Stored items
**********
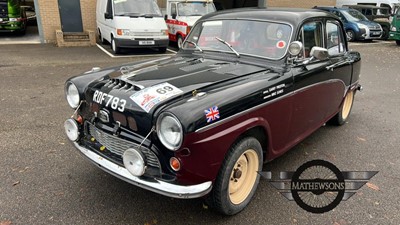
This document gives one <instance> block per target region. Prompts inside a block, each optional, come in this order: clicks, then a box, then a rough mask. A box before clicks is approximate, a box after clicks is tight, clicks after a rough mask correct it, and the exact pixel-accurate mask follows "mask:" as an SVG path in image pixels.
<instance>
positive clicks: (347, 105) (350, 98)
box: [342, 91, 354, 120]
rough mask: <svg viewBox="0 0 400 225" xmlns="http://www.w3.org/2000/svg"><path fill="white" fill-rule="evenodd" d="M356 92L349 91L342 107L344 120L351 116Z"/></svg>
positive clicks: (342, 114)
mask: <svg viewBox="0 0 400 225" xmlns="http://www.w3.org/2000/svg"><path fill="white" fill-rule="evenodd" d="M353 100H354V91H349V92H348V93H347V95H346V97H345V99H344V102H343V107H342V118H343V120H346V119H347V117H348V116H349V115H350V111H351V107H352V106H353Z"/></svg>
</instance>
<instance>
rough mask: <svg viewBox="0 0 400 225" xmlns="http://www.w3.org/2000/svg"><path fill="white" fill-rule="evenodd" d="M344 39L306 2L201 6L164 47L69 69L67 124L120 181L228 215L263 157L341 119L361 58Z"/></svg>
mask: <svg viewBox="0 0 400 225" xmlns="http://www.w3.org/2000/svg"><path fill="white" fill-rule="evenodd" d="M345 37H346V32H345V30H344V28H343V24H342V22H341V21H340V20H339V18H337V17H336V16H334V15H332V14H330V13H328V12H323V11H320V10H314V9H309V10H295V9H246V10H244V9H241V10H232V11H221V12H217V13H213V14H209V15H206V16H204V17H202V18H201V19H200V20H199V21H198V22H197V23H196V24H195V25H194V27H193V29H192V31H191V32H190V34H189V36H188V37H187V38H186V39H185V42H184V45H183V48H182V49H181V50H180V51H179V52H178V53H177V54H176V55H174V56H172V57H164V58H158V59H154V60H151V61H141V62H135V63H131V64H126V65H122V66H118V67H113V68H107V69H100V68H93V69H92V70H91V71H88V72H86V73H85V74H82V75H79V76H75V77H72V78H70V79H68V80H67V81H66V84H65V92H66V99H67V101H68V103H69V105H70V106H71V107H72V108H73V109H74V110H75V112H74V113H73V115H72V116H71V118H69V119H68V120H66V121H65V123H64V126H65V131H66V134H67V136H68V138H69V139H70V141H71V142H72V143H73V145H74V146H75V147H76V148H77V149H78V150H79V152H80V153H82V154H83V156H84V157H86V158H87V159H89V160H90V161H92V162H93V163H94V164H95V165H97V166H99V167H100V168H101V169H103V170H105V171H106V172H108V173H110V174H112V175H114V176H116V177H118V178H120V179H122V180H125V181H127V182H129V183H131V184H133V185H137V186H138V187H141V188H144V189H147V190H150V191H153V192H156V193H159V194H162V195H166V196H170V197H174V198H197V197H203V198H204V199H205V202H206V203H207V204H208V205H209V206H210V207H212V208H213V209H215V210H217V211H219V212H221V213H222V214H226V215H233V214H236V213H238V212H240V211H241V210H243V209H244V208H245V207H246V206H247V205H248V204H249V202H250V200H251V198H252V196H253V195H254V193H255V191H256V188H257V186H258V183H259V179H260V175H259V173H258V172H259V171H262V166H263V163H265V162H268V161H270V160H272V159H274V158H276V157H278V156H280V155H282V154H283V153H285V152H286V151H288V150H289V149H290V148H292V147H293V146H295V145H296V144H297V143H299V142H301V141H302V140H303V139H304V138H306V137H307V136H309V135H310V134H311V133H313V132H314V131H315V130H317V129H318V128H319V127H321V126H323V125H324V124H325V123H327V122H332V123H335V124H338V125H342V124H344V123H346V121H347V120H348V118H349V114H350V111H351V108H352V105H353V100H354V96H355V93H356V91H357V90H361V85H360V84H359V75H360V67H361V57H360V54H359V53H358V52H354V51H350V50H349V49H348V45H347V40H346V38H345Z"/></svg>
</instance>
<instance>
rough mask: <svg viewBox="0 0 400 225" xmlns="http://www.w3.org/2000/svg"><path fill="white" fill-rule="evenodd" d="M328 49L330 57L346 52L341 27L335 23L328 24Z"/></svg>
mask: <svg viewBox="0 0 400 225" xmlns="http://www.w3.org/2000/svg"><path fill="white" fill-rule="evenodd" d="M326 34H327V49H328V52H329V54H330V55H337V54H341V53H343V52H344V46H345V45H344V38H343V33H342V32H341V29H340V25H339V24H338V23H335V22H330V21H329V22H327V23H326Z"/></svg>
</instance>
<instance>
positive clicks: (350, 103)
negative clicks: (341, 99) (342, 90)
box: [329, 91, 355, 125]
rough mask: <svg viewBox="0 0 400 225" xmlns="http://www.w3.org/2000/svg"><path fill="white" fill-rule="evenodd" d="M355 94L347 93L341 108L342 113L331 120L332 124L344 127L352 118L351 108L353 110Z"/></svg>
mask: <svg viewBox="0 0 400 225" xmlns="http://www.w3.org/2000/svg"><path fill="white" fill-rule="evenodd" d="M354 94H355V91H348V92H347V94H346V97H345V98H344V102H343V105H342V108H340V111H339V112H338V113H337V114H336V115H335V116H334V117H333V118H332V119H331V120H329V123H330V124H334V125H343V124H345V123H346V121H347V119H348V118H349V116H350V112H351V108H353V102H354Z"/></svg>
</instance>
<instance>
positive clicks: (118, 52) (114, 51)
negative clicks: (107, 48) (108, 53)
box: [111, 37, 121, 54]
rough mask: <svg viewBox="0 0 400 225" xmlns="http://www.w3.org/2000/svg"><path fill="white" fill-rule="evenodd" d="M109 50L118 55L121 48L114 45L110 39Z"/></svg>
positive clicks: (112, 41)
mask: <svg viewBox="0 0 400 225" xmlns="http://www.w3.org/2000/svg"><path fill="white" fill-rule="evenodd" d="M111 49H112V51H113V52H114V53H115V54H119V53H120V52H121V48H120V47H119V46H118V45H117V43H115V40H114V37H111Z"/></svg>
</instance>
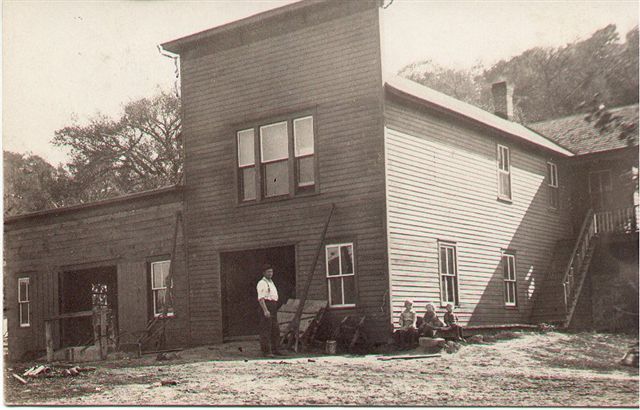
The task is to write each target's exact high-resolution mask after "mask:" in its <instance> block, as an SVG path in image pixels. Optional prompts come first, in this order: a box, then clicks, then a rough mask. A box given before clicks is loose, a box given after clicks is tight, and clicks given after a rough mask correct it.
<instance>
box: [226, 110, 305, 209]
mask: <svg viewBox="0 0 640 410" xmlns="http://www.w3.org/2000/svg"><path fill="white" fill-rule="evenodd" d="M236 139H237V141H236V144H237V153H238V158H237V160H238V193H239V198H240V201H241V202H246V201H260V200H262V199H269V198H276V197H283V196H290V195H292V194H300V193H305V192H313V191H314V190H315V186H316V162H315V145H314V144H315V142H314V140H315V138H314V123H313V116H311V115H307V116H300V117H291V118H288V119H283V120H280V121H275V122H271V123H263V124H258V125H256V126H255V127H252V128H247V129H244V130H241V131H238V132H237V133H236ZM256 147H258V149H257V150H256V149H255V148H256ZM256 164H259V165H260V166H259V167H256Z"/></svg>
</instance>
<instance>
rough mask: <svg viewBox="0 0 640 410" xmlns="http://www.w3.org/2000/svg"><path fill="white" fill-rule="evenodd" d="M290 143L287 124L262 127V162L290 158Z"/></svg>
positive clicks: (284, 122)
mask: <svg viewBox="0 0 640 410" xmlns="http://www.w3.org/2000/svg"><path fill="white" fill-rule="evenodd" d="M288 141H289V138H288V136H287V123H286V122H279V123H277V124H271V125H265V126H264V127H260V144H261V148H262V151H261V152H262V162H269V161H275V160H279V159H285V158H289V143H288Z"/></svg>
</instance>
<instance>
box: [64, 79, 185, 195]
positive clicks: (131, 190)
mask: <svg viewBox="0 0 640 410" xmlns="http://www.w3.org/2000/svg"><path fill="white" fill-rule="evenodd" d="M180 131H181V117H180V99H179V98H178V97H176V96H175V95H172V94H169V93H164V92H161V93H160V94H158V95H156V96H155V97H153V98H151V99H147V98H143V99H140V100H137V101H133V102H131V103H128V104H126V105H125V107H124V113H123V115H122V116H121V117H120V118H119V119H117V120H114V119H111V118H109V117H107V116H105V115H97V116H95V117H94V118H92V119H91V120H90V121H89V123H88V124H87V125H78V124H74V125H72V126H68V127H65V128H63V129H61V130H58V131H56V133H55V137H54V138H53V143H54V144H55V145H58V146H65V147H68V148H70V149H71V153H70V156H71V161H70V162H69V163H68V164H67V167H68V169H69V172H70V174H71V185H70V189H71V190H72V193H71V194H72V196H73V197H75V198H76V199H77V201H79V202H88V201H94V200H99V199H103V198H108V197H112V196H116V195H121V194H125V193H129V192H137V191H143V190H149V189H154V188H159V187H162V186H166V185H172V184H177V183H179V182H180V180H181V176H182V140H181V138H180Z"/></svg>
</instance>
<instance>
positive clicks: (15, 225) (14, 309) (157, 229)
mask: <svg viewBox="0 0 640 410" xmlns="http://www.w3.org/2000/svg"><path fill="white" fill-rule="evenodd" d="M181 209H182V203H181V195H178V194H162V195H159V196H158V197H153V196H152V197H149V198H145V199H137V200H135V201H134V202H124V203H114V204H108V205H105V206H102V207H97V208H91V209H79V210H74V211H69V212H64V213H61V214H59V215H45V216H41V217H33V218H22V219H19V220H16V221H14V222H11V223H5V242H4V249H5V260H6V266H5V270H4V272H5V275H6V282H5V284H6V288H5V297H6V299H5V300H6V302H7V303H6V305H5V309H6V312H7V313H6V315H7V317H8V319H9V352H10V357H11V359H12V360H15V359H19V358H20V357H21V356H22V354H23V353H24V352H26V351H31V350H43V349H44V348H45V341H44V320H45V319H46V318H49V317H51V316H55V315H56V314H58V313H59V306H60V304H59V303H60V298H59V294H58V284H59V277H60V275H61V274H62V272H64V271H71V270H78V269H85V268H89V267H98V266H114V267H116V269H117V280H118V318H119V332H120V334H121V335H122V338H121V342H122V343H129V342H132V341H134V340H135V339H137V337H138V336H139V333H136V332H139V331H141V330H143V329H144V327H145V325H146V321H147V319H148V315H147V312H148V311H147V300H148V295H149V292H150V283H149V277H148V272H147V261H148V258H150V257H154V256H159V255H170V254H171V248H172V237H173V229H174V228H173V227H174V224H175V214H176V211H178V210H181ZM183 243H184V241H183V235H182V234H179V236H178V250H179V253H178V255H177V258H176V265H175V266H174V269H175V280H174V285H175V294H176V311H177V314H176V320H174V321H173V323H172V324H171V325H170V327H169V328H170V329H171V330H170V332H173V333H172V334H171V335H170V337H169V343H171V344H175V345H184V344H186V343H188V321H187V320H186V317H187V316H188V300H187V297H186V296H187V286H188V283H187V277H186V272H185V267H184V261H183V260H184V255H183V252H182V249H183ZM23 276H30V278H31V291H32V294H31V300H32V302H31V309H32V325H31V327H30V328H23V329H21V328H19V326H18V308H17V306H18V304H17V286H18V285H17V278H19V277H23ZM54 330H55V331H56V336H57V326H54Z"/></svg>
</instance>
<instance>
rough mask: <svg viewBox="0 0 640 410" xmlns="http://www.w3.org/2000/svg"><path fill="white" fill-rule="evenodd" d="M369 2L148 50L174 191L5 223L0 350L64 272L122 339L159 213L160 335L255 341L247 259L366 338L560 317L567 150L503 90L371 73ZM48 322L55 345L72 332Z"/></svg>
mask: <svg viewBox="0 0 640 410" xmlns="http://www.w3.org/2000/svg"><path fill="white" fill-rule="evenodd" d="M379 3H380V2H379V1H365V0H363V1H336V0H323V1H309V0H307V1H301V2H298V3H294V4H291V5H288V6H285V7H281V8H278V9H275V10H271V11H268V12H266V13H261V14H259V15H256V16H252V17H249V18H246V19H243V20H239V21H236V22H233V23H230V24H227V25H224V26H220V27H217V28H213V29H210V30H206V31H203V32H201V33H197V34H194V35H191V36H187V37H184V38H181V39H177V40H174V41H170V42H168V43H165V44H163V48H164V50H165V51H168V52H172V53H175V54H178V55H179V56H180V68H181V73H180V76H181V81H182V87H181V92H182V106H183V138H184V149H185V158H186V159H185V177H184V185H183V186H181V187H179V188H173V189H169V190H168V191H166V192H165V191H163V192H161V193H159V194H156V193H153V192H152V193H146V194H144V195H143V196H142V197H139V196H134V197H133V198H122V199H119V200H115V201H110V202H106V203H103V204H96V205H95V206H93V207H89V208H81V209H68V210H58V211H56V212H48V213H47V212H45V213H39V214H35V215H25V216H20V217H15V218H11V219H9V220H7V221H5V243H6V253H5V255H6V266H5V272H6V280H5V284H6V286H7V287H6V289H13V290H9V291H7V292H6V295H7V306H8V313H7V315H8V317H9V321H10V329H9V332H10V351H11V354H12V357H13V358H17V357H19V356H20V355H21V354H22V353H23V352H24V351H27V350H42V349H43V348H44V346H43V343H44V337H43V336H42V324H43V321H44V320H45V319H47V318H50V317H52V316H53V317H56V316H60V315H61V314H62V313H63V312H67V311H69V308H68V306H70V305H72V306H73V303H72V302H69V301H68V300H69V299H74V297H73V296H72V295H71V294H70V293H69V292H65V291H64V286H66V287H69V286H71V287H72V288H73V286H76V287H77V286H78V285H77V284H75V280H74V279H71V278H72V276H71V274H69V273H67V272H76V271H80V270H83V271H84V272H85V273H87V272H88V273H89V274H91V273H90V272H94V273H93V274H95V275H99V274H102V275H107V276H105V277H106V278H107V279H108V278H111V279H110V280H111V282H110V283H111V287H112V288H115V289H118V292H117V308H116V310H117V312H118V321H119V327H118V330H119V333H120V335H122V336H121V337H123V338H125V339H126V338H127V337H129V338H130V339H127V340H129V341H130V340H131V338H132V337H133V336H131V335H134V334H136V332H139V331H140V330H141V329H143V328H144V324H145V323H146V320H147V319H149V318H152V317H154V316H157V315H158V314H159V313H160V312H159V307H158V306H161V305H163V300H164V299H163V298H164V295H165V293H166V292H165V291H164V290H163V289H165V288H166V283H164V280H163V278H166V264H167V263H168V262H169V261H168V258H167V255H170V254H171V239H170V238H171V232H172V230H173V227H174V222H173V219H172V218H173V216H172V215H173V213H174V212H176V211H177V210H180V211H181V212H182V215H183V220H184V226H183V228H184V229H181V232H182V233H181V234H180V249H181V251H180V252H179V253H177V254H176V255H177V256H176V258H179V260H177V261H176V262H178V268H177V269H176V270H175V274H174V281H175V282H174V286H175V288H176V292H175V295H176V304H175V306H174V308H173V311H172V315H171V316H170V317H169V318H167V319H166V320H168V321H170V322H171V325H170V328H171V329H173V334H172V335H173V336H172V337H171V341H170V342H171V343H173V344H176V345H198V344H211V343H220V342H223V341H225V340H230V339H235V338H239V337H245V336H251V335H255V334H257V322H258V317H259V308H258V305H257V302H256V295H255V284H256V282H257V280H258V279H259V278H260V271H259V267H260V266H261V265H262V264H263V263H265V262H270V263H271V264H272V265H274V266H275V272H276V273H275V277H274V281H275V283H276V285H277V286H278V289H279V293H280V298H281V302H285V301H286V300H287V299H289V298H293V297H296V296H300V295H301V294H302V292H303V288H304V286H305V284H306V282H307V279H308V278H309V277H310V275H312V279H311V282H310V283H311V285H310V292H309V297H310V298H312V299H321V300H327V301H328V303H329V311H328V313H329V314H328V320H329V321H331V320H336V319H339V318H341V317H343V316H344V315H351V314H358V315H366V330H367V333H368V335H369V339H371V340H373V341H385V340H387V339H388V337H389V336H390V334H391V332H392V330H393V326H394V323H395V322H397V316H398V313H399V312H400V310H401V308H402V305H403V302H404V301H405V300H406V299H412V300H413V301H414V302H415V305H416V307H417V311H418V312H419V313H422V312H423V311H424V306H425V304H426V303H434V304H436V306H437V308H438V310H439V311H442V309H443V308H444V306H445V305H446V304H448V303H451V304H453V305H455V306H456V310H457V312H458V314H459V317H460V318H461V321H462V323H463V324H465V325H492V324H516V323H520V324H522V323H532V322H536V321H539V320H540V321H545V320H549V319H552V320H554V321H558V322H566V321H567V317H569V319H570V318H571V316H572V315H573V310H574V309H575V307H574V305H576V304H577V299H578V297H577V295H580V290H579V288H580V289H581V288H582V287H584V283H585V279H584V278H585V277H586V276H587V275H586V274H585V275H580V274H579V273H578V272H573V270H572V272H573V273H572V274H571V275H569V276H567V274H566V273H567V271H568V269H567V264H568V263H569V260H571V261H573V259H576V258H572V255H574V254H575V253H576V252H575V250H574V249H573V248H575V247H576V246H575V244H578V243H580V244H581V243H582V242H583V241H581V238H582V237H583V236H584V235H581V230H580V229H581V225H580V224H581V223H582V221H580V219H584V218H585V216H584V215H578V214H577V213H576V212H577V211H575V210H574V207H572V205H571V204H572V203H573V202H572V201H573V200H572V198H573V197H575V195H576V194H575V193H574V192H573V190H575V189H578V187H577V186H576V185H575V183H574V180H575V179H576V178H581V177H582V176H583V175H584V172H583V171H581V170H579V169H578V168H577V166H574V164H577V163H574V162H573V161H574V160H575V159H576V158H577V157H578V156H577V155H576V152H575V151H573V150H572V149H571V147H570V146H567V145H565V144H563V143H562V142H561V141H559V140H558V139H557V138H555V137H553V139H550V138H547V137H545V136H544V135H543V134H545V133H544V132H540V133H539V132H535V131H533V130H532V129H530V128H527V127H525V126H523V125H521V124H518V123H515V122H512V121H510V112H511V108H512V104H511V101H510V91H509V88H508V87H507V85H506V84H505V83H499V84H496V85H494V90H493V91H494V99H495V103H496V104H495V105H496V113H488V112H486V111H483V110H481V109H479V108H476V107H473V106H470V105H469V104H466V103H463V102H460V101H457V100H455V99H453V98H450V97H447V96H445V95H443V94H441V93H438V92H436V91H433V90H430V89H428V88H426V87H423V86H421V85H418V84H416V83H413V82H411V81H408V80H405V79H401V78H398V77H395V76H390V75H387V74H386V73H385V70H384V67H383V63H382V54H383V51H384V50H383V47H382V44H383V42H382V41H381V35H382V32H381V17H382V16H381V15H382V13H383V11H382V10H381V8H380V4H379ZM178 197H179V199H178ZM332 206H335V210H334V212H333V215H332V218H331V220H330V223H329V225H328V228H327V235H326V239H325V241H324V243H322V244H320V238H321V232H322V231H323V227H324V225H325V223H326V221H327V218H328V215H329V212H330V209H331V208H332ZM580 212H583V211H580ZM574 218H575V219H577V220H579V222H577V223H575V222H574ZM120 224H125V225H126V226H125V227H124V228H123V229H119V228H120ZM635 232H636V231H635V228H634V230H633V233H634V235H635ZM636 238H637V236H636ZM559 243H566V244H568V245H566V246H565V247H567V248H571V249H569V250H567V251H566V252H565V254H559V253H558V252H556V249H557V248H558V244H559ZM591 243H594V242H591ZM88 244H91V247H90V248H88V249H90V251H85V246H88ZM319 246H321V257H320V258H319V263H318V264H317V267H316V269H315V271H314V272H311V268H312V265H313V260H314V256H315V254H316V251H317V249H318V247H319ZM587 248H589V247H587ZM581 249H582V248H581ZM585 249H586V248H585ZM589 252H590V254H592V253H593V248H592V247H591V248H589ZM590 256H591V255H590ZM636 258H637V253H636ZM578 259H580V260H581V261H582V260H583V259H584V258H578ZM588 262H589V261H587V262H586V263H587V265H588ZM572 263H573V262H572ZM556 265H558V266H559V265H564V269H560V268H557V266H556ZM107 268H109V269H110V270H109V271H108V272H107V270H106V269H107ZM90 269H93V271H91V270H90ZM560 270H561V271H562V273H561V274H560V273H555V272H556V271H560ZM574 270H577V265H576V269H574ZM100 272H102V273H100ZM552 272H553V274H551V273H552ZM76 276H78V275H76ZM80 276H81V275H80ZM80 276H79V277H80ZM85 277H86V278H87V279H84V280H85V285H87V284H88V283H89V282H90V281H91V279H90V277H87V276H85ZM549 277H553V278H556V277H560V279H558V280H556V279H553V280H550V279H549ZM568 277H570V279H571V280H569V279H567V278H568ZM67 278H70V279H67ZM73 278H75V276H73ZM72 282H73V283H72ZM543 285H544V286H543ZM545 286H546V287H548V288H553V291H549V292H547V293H548V294H549V295H551V294H556V293H557V294H556V296H553V297H550V299H548V298H546V297H544V295H541V293H542V292H543V290H544V289H545ZM567 289H568V290H567ZM554 292H555V293H554ZM558 292H559V293H558ZM574 300H575V301H576V303H574ZM536 303H538V304H539V305H540V304H542V305H545V306H548V305H552V307H553V311H551V312H546V311H539V310H538V311H536V310H535V309H534V305H535V304H536ZM83 309H85V308H83V307H77V309H76V310H78V311H80V310H83ZM578 310H579V309H578ZM25 312H26V313H25ZM132 312H137V313H138V314H139V316H137V317H135V318H133V317H132V315H131V313H132ZM568 312H571V313H570V314H569V313H568ZM559 313H562V314H559ZM567 315H568V316H567ZM58 326H59V327H60V329H58V330H57V332H58V336H57V338H56V346H63V345H65V343H66V345H69V344H71V343H76V342H77V341H75V340H74V341H69V340H65V339H64V336H60V334H62V335H64V334H68V333H69V332H68V331H67V332H66V333H65V332H64V329H63V327H64V326H63V325H58ZM27 339H28V340H30V341H29V343H25V340H27ZM123 340H124V339H123ZM123 343H124V342H123Z"/></svg>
**********
- **Task objective**
Return word for word the lines above from the line with "negative clicks: (107, 48) (108, 53)" to the line with "50L118 55L121 48L114", including both and leaving out all others.

- **Expected answer**
negative clicks: (107, 48) (108, 53)
box: [111, 37, 121, 54]
rough mask: <svg viewBox="0 0 400 225" xmlns="http://www.w3.org/2000/svg"><path fill="white" fill-rule="evenodd" d="M109 50L118 55L121 48L114 45L110 39Z"/></svg>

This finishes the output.